** Requirements **
Quote the lines below exactly, from the one that holds "the white throw" through the final line of the records, and only those.

══ Data records

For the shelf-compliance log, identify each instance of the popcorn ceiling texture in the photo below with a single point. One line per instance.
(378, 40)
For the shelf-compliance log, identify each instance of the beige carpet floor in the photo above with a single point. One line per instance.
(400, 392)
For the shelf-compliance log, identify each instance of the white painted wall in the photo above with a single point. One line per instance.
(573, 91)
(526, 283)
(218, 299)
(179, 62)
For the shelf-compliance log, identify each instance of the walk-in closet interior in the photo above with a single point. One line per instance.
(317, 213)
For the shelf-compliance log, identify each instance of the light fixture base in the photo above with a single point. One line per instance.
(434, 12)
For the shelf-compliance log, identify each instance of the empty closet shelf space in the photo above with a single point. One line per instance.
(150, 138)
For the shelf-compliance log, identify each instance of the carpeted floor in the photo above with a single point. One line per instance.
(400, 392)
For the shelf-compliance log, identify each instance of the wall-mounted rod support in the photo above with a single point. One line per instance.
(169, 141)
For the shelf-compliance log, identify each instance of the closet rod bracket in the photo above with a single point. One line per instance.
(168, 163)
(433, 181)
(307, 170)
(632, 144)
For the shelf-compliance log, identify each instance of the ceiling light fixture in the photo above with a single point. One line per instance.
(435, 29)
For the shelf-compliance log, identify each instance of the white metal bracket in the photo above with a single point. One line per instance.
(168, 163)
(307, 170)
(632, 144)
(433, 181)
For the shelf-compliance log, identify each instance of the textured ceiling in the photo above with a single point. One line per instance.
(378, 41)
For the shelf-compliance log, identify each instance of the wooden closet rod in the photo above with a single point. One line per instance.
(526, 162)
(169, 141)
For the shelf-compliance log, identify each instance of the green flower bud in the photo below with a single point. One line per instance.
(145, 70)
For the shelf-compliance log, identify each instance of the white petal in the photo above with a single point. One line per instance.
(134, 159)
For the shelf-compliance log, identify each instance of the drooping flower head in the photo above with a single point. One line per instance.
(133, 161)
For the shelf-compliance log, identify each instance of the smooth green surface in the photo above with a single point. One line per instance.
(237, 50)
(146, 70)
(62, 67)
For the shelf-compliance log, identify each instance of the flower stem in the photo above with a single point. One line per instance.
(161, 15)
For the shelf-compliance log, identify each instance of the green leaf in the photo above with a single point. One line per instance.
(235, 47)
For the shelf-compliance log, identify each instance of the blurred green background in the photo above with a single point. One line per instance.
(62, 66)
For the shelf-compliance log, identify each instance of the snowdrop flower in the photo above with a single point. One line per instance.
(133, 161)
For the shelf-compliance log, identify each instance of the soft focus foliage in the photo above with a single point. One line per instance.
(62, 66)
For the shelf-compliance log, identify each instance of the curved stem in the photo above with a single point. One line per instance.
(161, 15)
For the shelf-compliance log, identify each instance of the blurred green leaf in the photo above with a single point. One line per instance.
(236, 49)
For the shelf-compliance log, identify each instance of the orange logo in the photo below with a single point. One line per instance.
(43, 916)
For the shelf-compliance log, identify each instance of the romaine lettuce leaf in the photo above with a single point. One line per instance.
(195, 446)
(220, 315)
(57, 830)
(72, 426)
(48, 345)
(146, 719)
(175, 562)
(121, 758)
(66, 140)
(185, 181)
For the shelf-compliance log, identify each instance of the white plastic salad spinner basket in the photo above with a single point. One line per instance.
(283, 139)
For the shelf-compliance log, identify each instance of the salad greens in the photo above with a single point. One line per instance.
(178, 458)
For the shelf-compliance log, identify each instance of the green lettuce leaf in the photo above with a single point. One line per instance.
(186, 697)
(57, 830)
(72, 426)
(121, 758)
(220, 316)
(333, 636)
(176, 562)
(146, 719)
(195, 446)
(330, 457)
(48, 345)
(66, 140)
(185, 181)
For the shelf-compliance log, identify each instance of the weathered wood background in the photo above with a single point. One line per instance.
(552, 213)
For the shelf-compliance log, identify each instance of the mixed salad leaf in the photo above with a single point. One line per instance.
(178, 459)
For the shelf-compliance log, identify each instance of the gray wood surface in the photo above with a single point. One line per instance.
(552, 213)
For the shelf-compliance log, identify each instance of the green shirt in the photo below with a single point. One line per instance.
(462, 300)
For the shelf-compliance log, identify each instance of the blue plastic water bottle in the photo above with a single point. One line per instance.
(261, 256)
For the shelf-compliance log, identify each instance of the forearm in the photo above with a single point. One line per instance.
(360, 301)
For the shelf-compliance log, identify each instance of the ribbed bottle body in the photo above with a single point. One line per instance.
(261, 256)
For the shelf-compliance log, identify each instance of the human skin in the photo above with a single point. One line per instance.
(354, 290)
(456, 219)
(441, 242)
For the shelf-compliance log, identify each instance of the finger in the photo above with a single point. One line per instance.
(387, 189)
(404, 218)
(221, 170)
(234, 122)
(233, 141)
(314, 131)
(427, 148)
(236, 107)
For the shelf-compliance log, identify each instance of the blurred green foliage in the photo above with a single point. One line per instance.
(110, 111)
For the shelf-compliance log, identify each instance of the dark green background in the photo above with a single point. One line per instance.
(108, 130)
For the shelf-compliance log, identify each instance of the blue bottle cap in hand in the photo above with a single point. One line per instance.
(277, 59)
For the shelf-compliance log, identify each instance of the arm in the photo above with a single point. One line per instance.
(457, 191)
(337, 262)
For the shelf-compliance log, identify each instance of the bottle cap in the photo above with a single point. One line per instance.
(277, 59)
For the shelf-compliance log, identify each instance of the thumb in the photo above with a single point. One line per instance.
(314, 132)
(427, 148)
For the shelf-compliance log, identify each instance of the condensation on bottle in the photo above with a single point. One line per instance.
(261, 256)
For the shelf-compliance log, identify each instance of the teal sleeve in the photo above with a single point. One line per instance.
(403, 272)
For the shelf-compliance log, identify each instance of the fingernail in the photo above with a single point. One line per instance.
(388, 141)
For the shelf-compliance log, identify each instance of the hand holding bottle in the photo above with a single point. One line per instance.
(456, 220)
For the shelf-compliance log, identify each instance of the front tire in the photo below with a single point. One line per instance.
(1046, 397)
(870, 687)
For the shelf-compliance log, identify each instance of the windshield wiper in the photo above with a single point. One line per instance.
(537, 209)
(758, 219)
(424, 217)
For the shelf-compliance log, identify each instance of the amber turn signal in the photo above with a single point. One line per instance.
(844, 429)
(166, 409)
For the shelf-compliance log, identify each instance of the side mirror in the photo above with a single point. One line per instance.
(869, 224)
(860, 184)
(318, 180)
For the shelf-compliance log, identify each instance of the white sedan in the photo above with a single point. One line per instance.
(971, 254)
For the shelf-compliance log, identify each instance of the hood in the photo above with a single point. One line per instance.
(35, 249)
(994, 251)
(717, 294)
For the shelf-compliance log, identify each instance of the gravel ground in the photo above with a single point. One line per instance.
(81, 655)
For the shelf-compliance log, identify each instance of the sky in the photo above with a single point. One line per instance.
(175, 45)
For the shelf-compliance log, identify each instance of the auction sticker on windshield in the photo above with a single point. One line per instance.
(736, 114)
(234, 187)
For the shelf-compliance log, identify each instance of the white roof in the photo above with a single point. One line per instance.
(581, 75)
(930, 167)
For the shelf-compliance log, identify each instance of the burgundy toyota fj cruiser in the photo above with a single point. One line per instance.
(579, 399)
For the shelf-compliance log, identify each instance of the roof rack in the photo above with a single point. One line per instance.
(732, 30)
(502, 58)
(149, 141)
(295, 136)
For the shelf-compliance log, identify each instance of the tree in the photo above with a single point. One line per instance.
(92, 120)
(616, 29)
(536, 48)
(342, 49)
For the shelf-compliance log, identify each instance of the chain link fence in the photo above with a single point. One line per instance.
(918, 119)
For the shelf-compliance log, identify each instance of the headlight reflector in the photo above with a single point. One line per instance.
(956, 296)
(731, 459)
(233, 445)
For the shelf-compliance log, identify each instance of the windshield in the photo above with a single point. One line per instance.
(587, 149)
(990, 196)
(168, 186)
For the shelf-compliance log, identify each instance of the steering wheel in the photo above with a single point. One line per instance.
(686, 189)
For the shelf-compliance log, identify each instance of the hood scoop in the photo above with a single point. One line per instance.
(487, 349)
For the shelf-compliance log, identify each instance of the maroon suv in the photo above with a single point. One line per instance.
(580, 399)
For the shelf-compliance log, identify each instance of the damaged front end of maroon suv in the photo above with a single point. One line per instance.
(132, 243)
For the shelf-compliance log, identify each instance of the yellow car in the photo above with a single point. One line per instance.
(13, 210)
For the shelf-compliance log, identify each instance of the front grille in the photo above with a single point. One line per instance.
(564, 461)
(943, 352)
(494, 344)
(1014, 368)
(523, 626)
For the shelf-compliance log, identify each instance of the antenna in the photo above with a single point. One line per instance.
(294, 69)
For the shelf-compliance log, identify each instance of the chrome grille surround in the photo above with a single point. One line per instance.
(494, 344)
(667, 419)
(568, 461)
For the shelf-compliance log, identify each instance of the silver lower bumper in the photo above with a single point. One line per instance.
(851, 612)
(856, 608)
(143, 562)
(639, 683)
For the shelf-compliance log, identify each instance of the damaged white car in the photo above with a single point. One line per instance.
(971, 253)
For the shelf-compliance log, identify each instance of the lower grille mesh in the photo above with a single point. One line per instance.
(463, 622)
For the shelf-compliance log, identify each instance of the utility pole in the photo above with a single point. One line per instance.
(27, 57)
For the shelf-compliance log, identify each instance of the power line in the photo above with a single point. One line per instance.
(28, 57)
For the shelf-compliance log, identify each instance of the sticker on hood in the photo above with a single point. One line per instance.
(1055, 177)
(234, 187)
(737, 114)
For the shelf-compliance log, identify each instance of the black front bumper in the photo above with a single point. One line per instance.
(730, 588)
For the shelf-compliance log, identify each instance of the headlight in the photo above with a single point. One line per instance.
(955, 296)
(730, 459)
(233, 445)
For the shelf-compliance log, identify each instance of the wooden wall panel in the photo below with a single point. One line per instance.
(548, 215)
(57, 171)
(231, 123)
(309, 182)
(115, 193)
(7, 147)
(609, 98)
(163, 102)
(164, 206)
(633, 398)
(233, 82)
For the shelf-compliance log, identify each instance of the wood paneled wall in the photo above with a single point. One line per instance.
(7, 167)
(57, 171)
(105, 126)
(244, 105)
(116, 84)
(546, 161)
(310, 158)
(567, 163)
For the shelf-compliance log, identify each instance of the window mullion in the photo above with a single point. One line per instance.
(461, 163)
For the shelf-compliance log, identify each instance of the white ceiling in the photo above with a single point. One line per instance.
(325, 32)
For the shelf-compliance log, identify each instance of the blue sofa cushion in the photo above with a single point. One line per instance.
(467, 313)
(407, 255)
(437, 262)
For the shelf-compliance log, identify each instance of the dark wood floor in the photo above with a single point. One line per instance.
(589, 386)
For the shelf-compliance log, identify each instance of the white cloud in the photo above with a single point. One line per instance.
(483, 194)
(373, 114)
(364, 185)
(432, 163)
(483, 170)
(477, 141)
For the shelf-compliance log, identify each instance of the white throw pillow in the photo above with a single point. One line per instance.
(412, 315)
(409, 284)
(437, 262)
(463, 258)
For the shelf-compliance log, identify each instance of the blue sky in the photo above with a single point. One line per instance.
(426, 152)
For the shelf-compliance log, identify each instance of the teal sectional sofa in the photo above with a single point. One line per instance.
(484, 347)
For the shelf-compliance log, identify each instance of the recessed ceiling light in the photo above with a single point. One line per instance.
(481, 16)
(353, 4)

════

** Expected answer **
For the shelf-compliance log, identify each instance of the white throw pillow in the photo above with a single point. One line per instance.
(412, 315)
(409, 284)
(437, 262)
(463, 258)
For the shelf-compliance log, identify each instance of the blue sky in the photo above with a single point. One line per instance.
(426, 152)
For the shelf-compliance log, identify each instance of the teal sectional sofa in the photo above with a single point. One line per instance.
(484, 347)
For the shelf-compliance log, identify each instance of the recessed ceiling light in the photo above with a single point. One line per instance.
(481, 16)
(353, 4)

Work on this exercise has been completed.